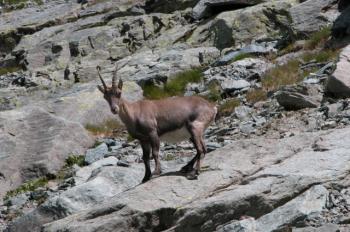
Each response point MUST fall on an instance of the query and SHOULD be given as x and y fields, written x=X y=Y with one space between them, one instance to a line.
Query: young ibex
x=171 y=119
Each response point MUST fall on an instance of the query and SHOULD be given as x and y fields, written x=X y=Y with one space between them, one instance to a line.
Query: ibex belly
x=176 y=135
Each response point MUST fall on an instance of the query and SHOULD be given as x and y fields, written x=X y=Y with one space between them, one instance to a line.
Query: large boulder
x=338 y=84
x=36 y=143
x=249 y=177
x=312 y=15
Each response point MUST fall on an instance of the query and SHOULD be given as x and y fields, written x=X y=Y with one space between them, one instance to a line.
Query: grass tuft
x=27 y=187
x=75 y=159
x=175 y=86
x=228 y=107
x=256 y=95
x=108 y=127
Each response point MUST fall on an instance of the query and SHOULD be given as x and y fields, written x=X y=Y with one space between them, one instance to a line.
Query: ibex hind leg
x=196 y=130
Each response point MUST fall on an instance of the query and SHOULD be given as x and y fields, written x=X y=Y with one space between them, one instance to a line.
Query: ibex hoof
x=192 y=176
x=186 y=169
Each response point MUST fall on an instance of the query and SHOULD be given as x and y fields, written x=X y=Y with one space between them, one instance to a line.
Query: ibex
x=172 y=119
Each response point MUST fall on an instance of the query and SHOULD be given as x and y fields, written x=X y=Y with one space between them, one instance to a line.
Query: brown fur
x=148 y=120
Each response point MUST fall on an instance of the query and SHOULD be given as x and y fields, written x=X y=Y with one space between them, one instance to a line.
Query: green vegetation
x=228 y=107
x=107 y=128
x=27 y=187
x=6 y=70
x=175 y=86
x=214 y=92
x=318 y=39
x=256 y=95
x=75 y=159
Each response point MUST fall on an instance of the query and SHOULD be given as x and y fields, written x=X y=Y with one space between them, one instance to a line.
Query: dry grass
x=318 y=39
x=256 y=95
x=175 y=86
x=228 y=107
x=279 y=76
x=109 y=127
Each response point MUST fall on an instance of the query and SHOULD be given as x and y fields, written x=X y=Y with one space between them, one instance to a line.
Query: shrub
x=175 y=86
x=228 y=107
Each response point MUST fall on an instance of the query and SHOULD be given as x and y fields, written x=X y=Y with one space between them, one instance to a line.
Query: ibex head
x=111 y=94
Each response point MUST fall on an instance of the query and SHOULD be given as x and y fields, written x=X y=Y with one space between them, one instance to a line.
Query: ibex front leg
x=155 y=143
x=146 y=149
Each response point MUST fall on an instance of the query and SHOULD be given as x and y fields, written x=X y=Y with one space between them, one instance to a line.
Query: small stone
x=92 y=155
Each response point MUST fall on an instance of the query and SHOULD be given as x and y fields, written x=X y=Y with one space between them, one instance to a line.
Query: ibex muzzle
x=171 y=119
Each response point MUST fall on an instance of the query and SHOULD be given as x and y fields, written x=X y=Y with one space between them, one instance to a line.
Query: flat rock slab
x=36 y=143
x=250 y=177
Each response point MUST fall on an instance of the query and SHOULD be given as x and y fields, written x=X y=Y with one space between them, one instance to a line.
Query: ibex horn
x=114 y=86
x=99 y=74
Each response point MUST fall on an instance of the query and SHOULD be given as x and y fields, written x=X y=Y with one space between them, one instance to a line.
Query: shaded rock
x=338 y=84
x=206 y=8
x=168 y=6
x=239 y=28
x=36 y=143
x=325 y=228
x=178 y=204
x=92 y=155
x=312 y=15
x=299 y=97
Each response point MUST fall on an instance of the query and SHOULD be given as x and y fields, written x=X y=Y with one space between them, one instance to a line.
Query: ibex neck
x=125 y=112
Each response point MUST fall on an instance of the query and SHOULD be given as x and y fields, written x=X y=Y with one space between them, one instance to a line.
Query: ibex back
x=171 y=119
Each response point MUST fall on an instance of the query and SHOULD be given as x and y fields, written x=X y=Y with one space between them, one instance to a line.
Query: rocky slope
x=278 y=156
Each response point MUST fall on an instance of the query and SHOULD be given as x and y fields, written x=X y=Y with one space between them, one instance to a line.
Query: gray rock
x=325 y=228
x=243 y=113
x=311 y=202
x=239 y=28
x=254 y=48
x=310 y=16
x=83 y=174
x=92 y=155
x=286 y=169
x=299 y=97
x=338 y=84
x=245 y=225
x=36 y=143
x=204 y=7
x=168 y=6
x=230 y=85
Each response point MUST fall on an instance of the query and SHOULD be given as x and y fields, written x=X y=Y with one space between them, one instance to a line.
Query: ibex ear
x=120 y=84
x=101 y=89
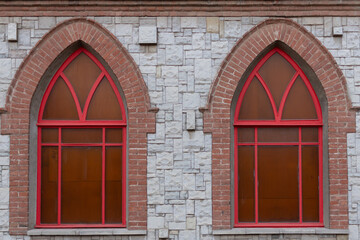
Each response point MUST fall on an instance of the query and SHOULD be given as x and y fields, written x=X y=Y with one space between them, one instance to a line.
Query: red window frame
x=278 y=122
x=81 y=123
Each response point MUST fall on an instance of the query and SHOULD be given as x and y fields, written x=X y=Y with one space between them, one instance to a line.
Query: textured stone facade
x=179 y=71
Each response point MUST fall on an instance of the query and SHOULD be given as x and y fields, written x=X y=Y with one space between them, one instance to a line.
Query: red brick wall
x=15 y=121
x=340 y=119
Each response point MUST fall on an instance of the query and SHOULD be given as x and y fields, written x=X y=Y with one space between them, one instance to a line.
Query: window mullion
x=300 y=178
x=59 y=178
x=256 y=178
x=103 y=179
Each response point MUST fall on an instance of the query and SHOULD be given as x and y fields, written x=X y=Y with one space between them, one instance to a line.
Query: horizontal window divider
x=279 y=144
x=103 y=231
x=281 y=230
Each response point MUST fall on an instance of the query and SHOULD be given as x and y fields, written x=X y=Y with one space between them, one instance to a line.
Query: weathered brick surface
x=197 y=63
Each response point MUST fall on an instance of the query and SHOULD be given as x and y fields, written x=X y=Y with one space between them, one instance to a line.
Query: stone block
x=166 y=38
x=232 y=29
x=147 y=35
x=174 y=55
x=172 y=94
x=212 y=24
x=123 y=29
x=202 y=70
x=47 y=22
x=12 y=32
x=190 y=120
x=189 y=22
x=191 y=101
x=164 y=160
x=155 y=222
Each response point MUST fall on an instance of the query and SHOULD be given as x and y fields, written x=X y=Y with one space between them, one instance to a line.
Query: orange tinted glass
x=299 y=104
x=49 y=135
x=277 y=73
x=81 y=135
x=246 y=135
x=310 y=183
x=49 y=184
x=256 y=104
x=82 y=73
x=278 y=184
x=113 y=185
x=60 y=104
x=104 y=104
x=246 y=184
x=113 y=135
x=278 y=134
x=81 y=185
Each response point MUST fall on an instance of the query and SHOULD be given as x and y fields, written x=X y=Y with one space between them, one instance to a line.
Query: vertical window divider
x=300 y=177
x=256 y=178
x=103 y=179
x=59 y=178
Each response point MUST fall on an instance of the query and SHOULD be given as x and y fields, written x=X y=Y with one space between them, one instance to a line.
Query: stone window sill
x=86 y=232
x=256 y=231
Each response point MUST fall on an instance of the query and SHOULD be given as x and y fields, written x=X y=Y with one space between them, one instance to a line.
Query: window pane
x=309 y=134
x=49 y=184
x=81 y=135
x=246 y=184
x=278 y=183
x=277 y=73
x=246 y=135
x=256 y=104
x=113 y=185
x=104 y=104
x=82 y=73
x=299 y=104
x=60 y=104
x=49 y=135
x=113 y=135
x=310 y=183
x=81 y=185
x=278 y=134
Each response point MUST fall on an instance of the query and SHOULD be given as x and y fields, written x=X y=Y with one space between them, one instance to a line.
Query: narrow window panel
x=277 y=134
x=113 y=185
x=299 y=104
x=81 y=135
x=81 y=185
x=278 y=184
x=309 y=134
x=113 y=135
x=49 y=185
x=246 y=135
x=60 y=104
x=246 y=183
x=277 y=73
x=49 y=135
x=256 y=104
x=104 y=105
x=82 y=73
x=310 y=183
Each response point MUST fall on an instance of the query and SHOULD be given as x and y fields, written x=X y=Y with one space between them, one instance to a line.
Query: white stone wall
x=179 y=71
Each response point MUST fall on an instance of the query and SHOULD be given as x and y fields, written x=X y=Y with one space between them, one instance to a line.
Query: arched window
x=278 y=147
x=81 y=148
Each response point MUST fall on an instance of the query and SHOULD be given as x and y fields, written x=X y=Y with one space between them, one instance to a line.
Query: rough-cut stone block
x=12 y=32
x=189 y=22
x=155 y=222
x=212 y=24
x=147 y=35
x=174 y=55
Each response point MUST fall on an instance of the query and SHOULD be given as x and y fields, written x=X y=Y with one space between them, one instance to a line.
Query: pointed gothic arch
x=309 y=53
x=17 y=121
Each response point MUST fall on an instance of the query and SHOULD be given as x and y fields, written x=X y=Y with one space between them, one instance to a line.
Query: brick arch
x=16 y=119
x=217 y=115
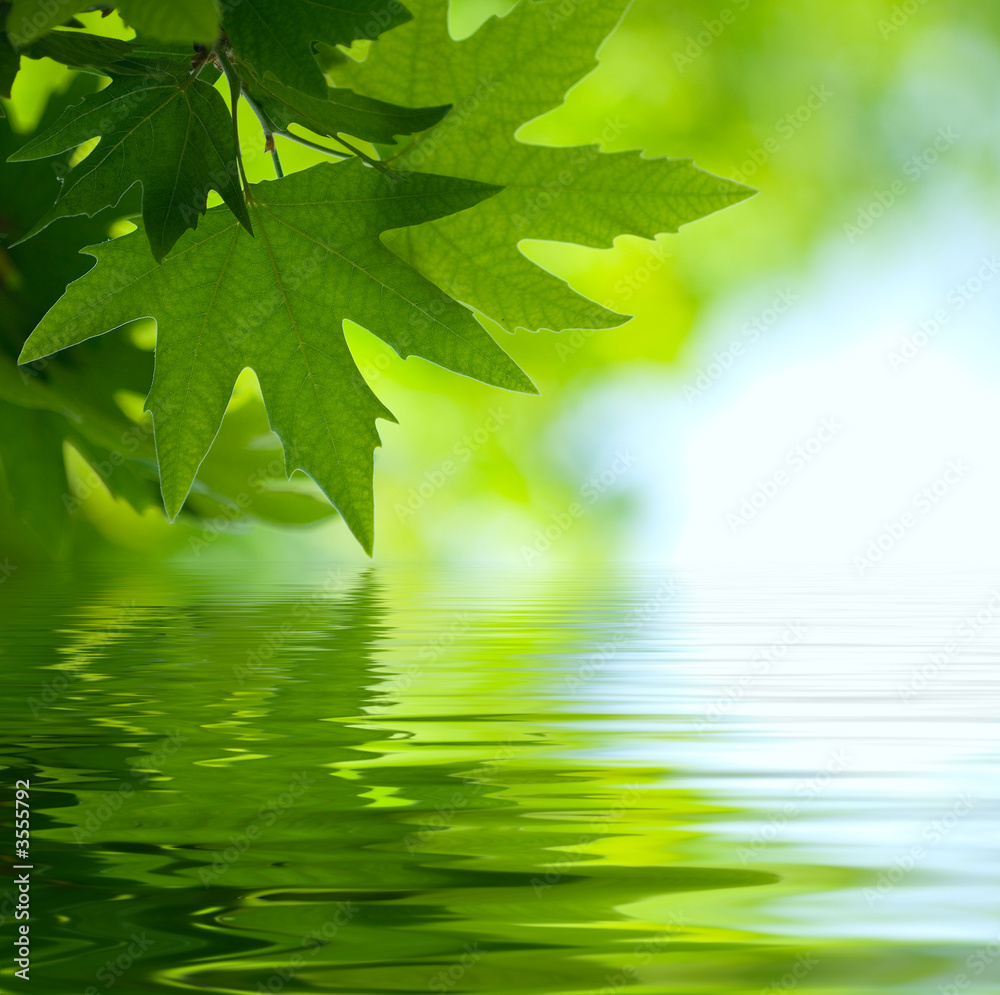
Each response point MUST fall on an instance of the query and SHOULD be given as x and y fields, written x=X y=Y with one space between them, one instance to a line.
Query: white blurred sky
x=829 y=357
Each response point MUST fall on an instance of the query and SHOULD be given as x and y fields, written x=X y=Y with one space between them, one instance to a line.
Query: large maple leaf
x=513 y=69
x=316 y=260
x=276 y=37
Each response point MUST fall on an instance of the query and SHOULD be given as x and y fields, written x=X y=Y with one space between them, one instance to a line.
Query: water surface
x=388 y=781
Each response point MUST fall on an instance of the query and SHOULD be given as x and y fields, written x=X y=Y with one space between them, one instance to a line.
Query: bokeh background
x=800 y=368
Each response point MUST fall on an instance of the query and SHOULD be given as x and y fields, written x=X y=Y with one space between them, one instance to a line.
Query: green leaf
x=36 y=497
x=276 y=37
x=175 y=20
x=341 y=111
x=316 y=261
x=162 y=129
x=80 y=50
x=10 y=62
x=510 y=71
x=28 y=20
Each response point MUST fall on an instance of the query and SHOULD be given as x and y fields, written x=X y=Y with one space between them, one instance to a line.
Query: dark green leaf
x=163 y=130
x=316 y=261
x=276 y=37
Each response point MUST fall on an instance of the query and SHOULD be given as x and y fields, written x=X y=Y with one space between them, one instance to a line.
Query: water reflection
x=383 y=782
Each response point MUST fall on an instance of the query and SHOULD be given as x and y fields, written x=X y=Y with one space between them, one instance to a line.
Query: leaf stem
x=375 y=163
x=235 y=88
x=265 y=125
x=314 y=145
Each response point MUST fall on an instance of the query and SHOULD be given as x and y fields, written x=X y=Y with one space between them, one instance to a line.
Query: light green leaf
x=163 y=129
x=28 y=20
x=80 y=50
x=175 y=20
x=276 y=37
x=510 y=71
x=316 y=260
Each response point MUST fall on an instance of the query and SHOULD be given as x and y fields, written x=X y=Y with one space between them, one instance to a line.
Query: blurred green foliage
x=818 y=105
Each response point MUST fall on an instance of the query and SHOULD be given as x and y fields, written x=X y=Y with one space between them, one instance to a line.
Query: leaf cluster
x=409 y=230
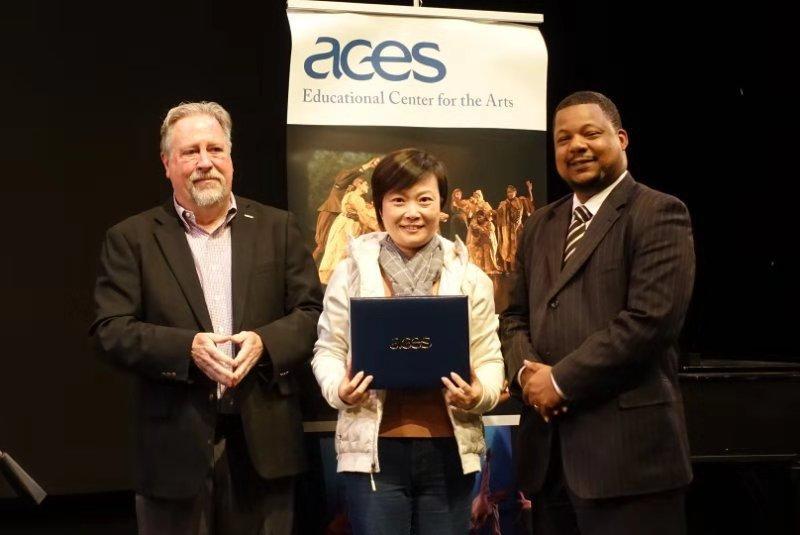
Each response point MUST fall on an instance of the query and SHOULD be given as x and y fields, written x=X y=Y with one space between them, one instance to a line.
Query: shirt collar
x=187 y=216
x=596 y=201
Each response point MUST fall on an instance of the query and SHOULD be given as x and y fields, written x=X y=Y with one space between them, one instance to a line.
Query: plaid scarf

Exercise brief: Pick out every line above that contains the string "window", and copy each one. Matching is case-sensitive.

Result of the task:
Query: red window frame
Query: window mullion
Query: horizontal window divider
Query: vertical window divider
Query: stone window sill
Query: window pane
Query: narrow window panel
Query: arched window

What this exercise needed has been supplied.